* EXERCISE OBJECTIVE: What is needed is an exact transcription of every entry below.
--- AVAILABLE DATA Enclosed Below ---
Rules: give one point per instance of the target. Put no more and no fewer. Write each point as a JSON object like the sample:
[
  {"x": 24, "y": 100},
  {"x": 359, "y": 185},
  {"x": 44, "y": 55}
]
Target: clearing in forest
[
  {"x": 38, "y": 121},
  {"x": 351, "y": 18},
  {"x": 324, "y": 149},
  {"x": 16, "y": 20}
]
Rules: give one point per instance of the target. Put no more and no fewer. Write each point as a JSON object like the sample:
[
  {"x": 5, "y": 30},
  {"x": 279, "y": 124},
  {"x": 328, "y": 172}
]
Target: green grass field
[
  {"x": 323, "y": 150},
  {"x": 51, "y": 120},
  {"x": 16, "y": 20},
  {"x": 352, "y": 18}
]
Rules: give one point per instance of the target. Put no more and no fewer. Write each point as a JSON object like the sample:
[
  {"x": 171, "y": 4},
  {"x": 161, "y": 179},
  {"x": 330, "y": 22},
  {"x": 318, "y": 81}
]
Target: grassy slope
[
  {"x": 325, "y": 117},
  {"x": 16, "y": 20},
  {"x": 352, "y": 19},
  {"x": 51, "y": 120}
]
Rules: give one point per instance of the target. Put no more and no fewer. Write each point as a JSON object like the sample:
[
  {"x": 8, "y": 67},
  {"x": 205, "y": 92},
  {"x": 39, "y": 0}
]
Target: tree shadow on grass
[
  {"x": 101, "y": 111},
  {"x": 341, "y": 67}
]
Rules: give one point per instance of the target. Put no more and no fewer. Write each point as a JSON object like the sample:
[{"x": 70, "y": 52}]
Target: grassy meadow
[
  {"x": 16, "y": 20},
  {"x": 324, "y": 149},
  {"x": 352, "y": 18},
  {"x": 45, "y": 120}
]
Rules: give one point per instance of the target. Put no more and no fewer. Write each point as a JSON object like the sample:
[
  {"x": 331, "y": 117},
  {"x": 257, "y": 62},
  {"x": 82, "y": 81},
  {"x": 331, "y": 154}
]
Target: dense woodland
--- End of Enclosed AVAILABLE DATA ---
* EXPECTED OUTPUT:
Rules: give one point per instance of the target. Put no more and no fewer. Write each point as a JSON object like the sample:
[
  {"x": 24, "y": 100},
  {"x": 359, "y": 185},
  {"x": 44, "y": 55}
]
Target: clearing in forest
[
  {"x": 38, "y": 121},
  {"x": 351, "y": 18},
  {"x": 324, "y": 149},
  {"x": 16, "y": 20}
]
Rules: give one point per instance of the target. Put no more and no fewer. Write each point as a JSON object like the sample:
[
  {"x": 5, "y": 30},
  {"x": 279, "y": 124},
  {"x": 328, "y": 172}
]
Target: green grass field
[
  {"x": 323, "y": 150},
  {"x": 51, "y": 120},
  {"x": 16, "y": 20},
  {"x": 352, "y": 18}
]
Rules: give one point per instance of the target. Put no more and no fewer. Write each point as a JSON object like the sample:
[
  {"x": 171, "y": 4},
  {"x": 161, "y": 179},
  {"x": 330, "y": 22},
  {"x": 318, "y": 81}
]
Target: grassy slope
[
  {"x": 325, "y": 117},
  {"x": 16, "y": 20},
  {"x": 352, "y": 19},
  {"x": 51, "y": 120}
]
Rules: give one point per instance of the target. Put no more and no fewer. Write each point as a JSON object like the sample:
[
  {"x": 8, "y": 67},
  {"x": 205, "y": 92},
  {"x": 39, "y": 0}
]
Target: tree shadow on grass
[
  {"x": 101, "y": 111},
  {"x": 341, "y": 67}
]
Rules: give one point per instance of the target. Put no more and no fewer. Write each point as a JSON object like the sample:
[{"x": 70, "y": 52}]
Target: grassy meadow
[
  {"x": 16, "y": 20},
  {"x": 324, "y": 149},
  {"x": 352, "y": 18},
  {"x": 45, "y": 120}
]
Rules: give one point per instance of the target. Put no more and no fewer. Write each point as a JSON object like the sample:
[
  {"x": 331, "y": 117},
  {"x": 257, "y": 62},
  {"x": 82, "y": 81},
  {"x": 331, "y": 154}
]
Target: dense woodland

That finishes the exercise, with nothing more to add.